▶ TASK DIRECTIONS: Whenever a picture appears, leave it out while repeating all the other data exactly.

[Saved entries]
((
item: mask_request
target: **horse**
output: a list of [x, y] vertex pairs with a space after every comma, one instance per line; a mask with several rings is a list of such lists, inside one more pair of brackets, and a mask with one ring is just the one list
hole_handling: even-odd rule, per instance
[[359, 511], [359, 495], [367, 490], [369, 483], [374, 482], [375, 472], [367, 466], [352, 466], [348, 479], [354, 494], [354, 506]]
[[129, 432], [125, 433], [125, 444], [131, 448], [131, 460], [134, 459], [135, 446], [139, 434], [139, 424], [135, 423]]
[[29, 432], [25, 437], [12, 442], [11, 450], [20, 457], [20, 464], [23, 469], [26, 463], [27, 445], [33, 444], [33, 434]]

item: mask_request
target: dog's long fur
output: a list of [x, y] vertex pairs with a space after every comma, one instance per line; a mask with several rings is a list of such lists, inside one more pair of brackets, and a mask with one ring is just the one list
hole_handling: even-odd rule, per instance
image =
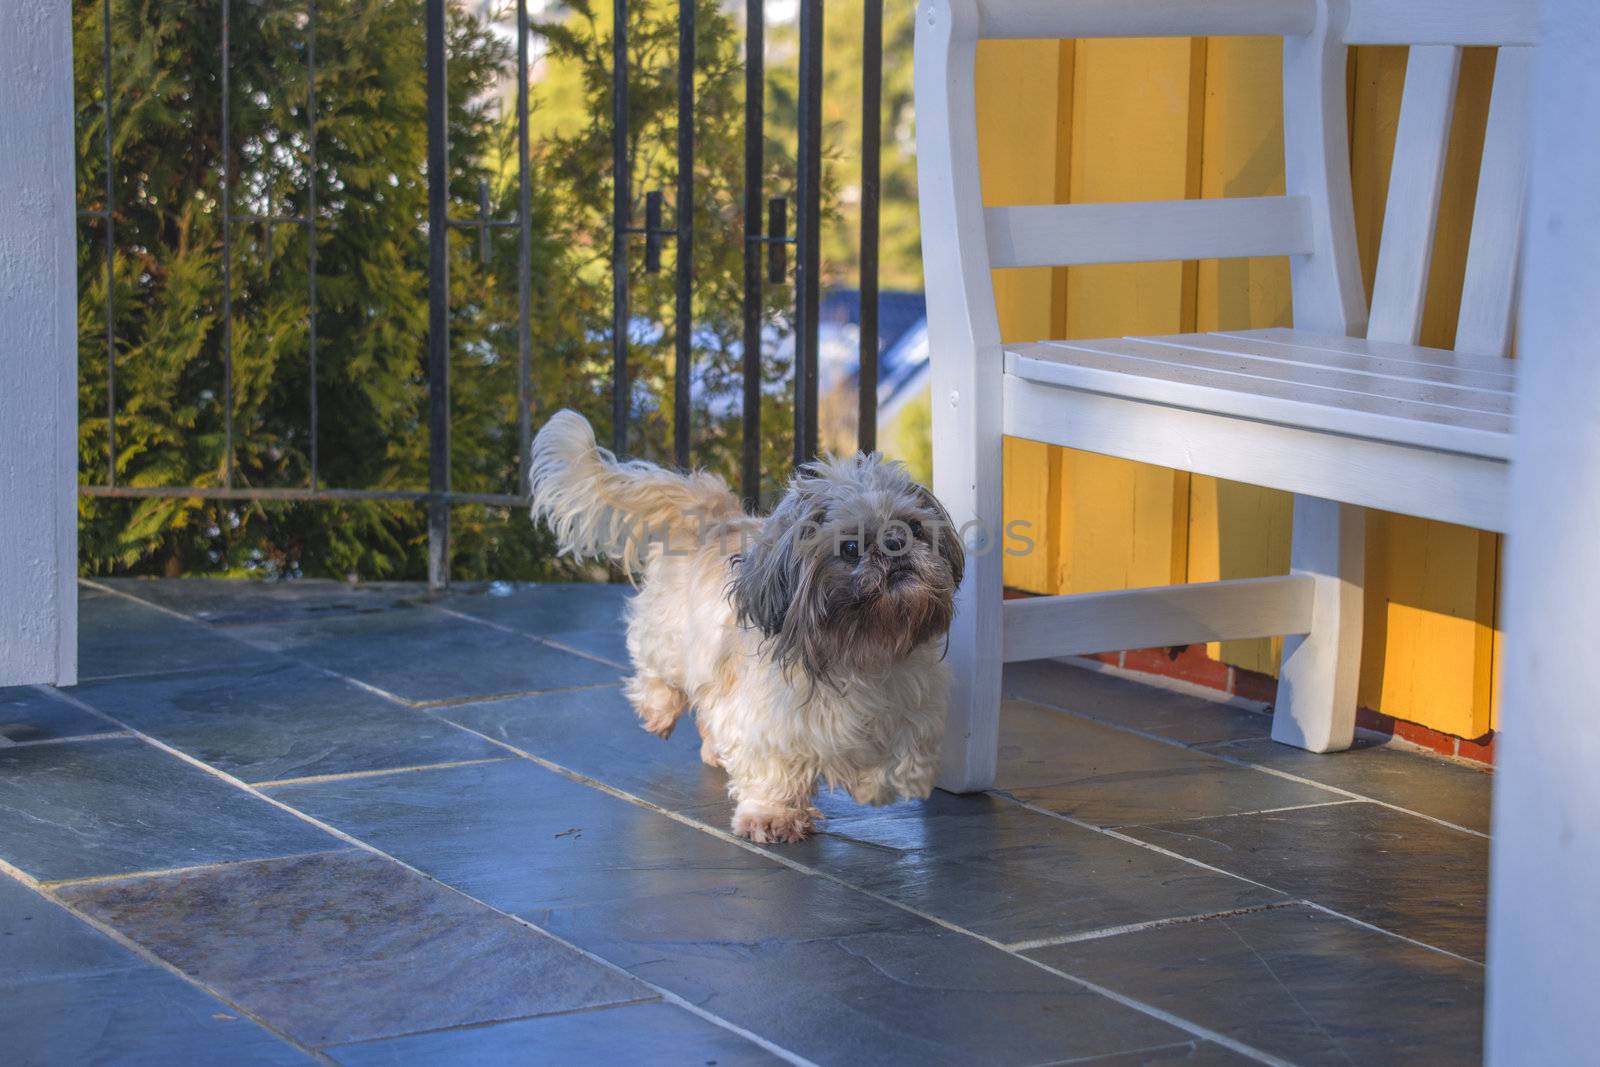
[[562, 552], [614, 560], [640, 586], [628, 699], [663, 738], [694, 709], [736, 833], [806, 836], [819, 781], [868, 804], [932, 789], [965, 561], [903, 467], [820, 460], [762, 518], [715, 475], [618, 462], [561, 411], [534, 440], [532, 480], [533, 517]]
))
▶ COMPLETED TASK:
item: mask_request
target: **horse**
output: a list of [x, y] vertex pairs with a space after every comma, one instance per line; a mask with several rings is a list of such lists, inside one more pair of brackets, and a mask with one ring is just the one list
hole_handling: even-odd rule, per instance
[[359, 511], [359, 495], [367, 490], [369, 483], [374, 482], [375, 472], [367, 466], [352, 466], [348, 479], [354, 494], [354, 506]]
[[129, 432], [125, 433], [125, 444], [131, 448], [131, 460], [134, 459], [135, 446], [139, 434], [139, 424], [135, 423]]
[[29, 432], [25, 437], [12, 442], [11, 450], [20, 457], [20, 464], [23, 469], [26, 463], [27, 445], [33, 444], [33, 434]]

item: mask_request
target: dog's long fur
output: a list of [x, y] vertex pairs with a space after every comma, one instance per line; a mask with several rings is a list of such lists, inside one more pair of brackets, and a mask with one ring is just the one list
hole_handling: even-odd rule, per instance
image =
[[562, 552], [614, 560], [640, 586], [628, 699], [663, 738], [694, 709], [736, 833], [806, 836], [819, 781], [868, 804], [932, 789], [965, 561], [903, 467], [820, 460], [762, 518], [715, 475], [618, 462], [561, 411], [534, 440], [532, 480], [533, 517]]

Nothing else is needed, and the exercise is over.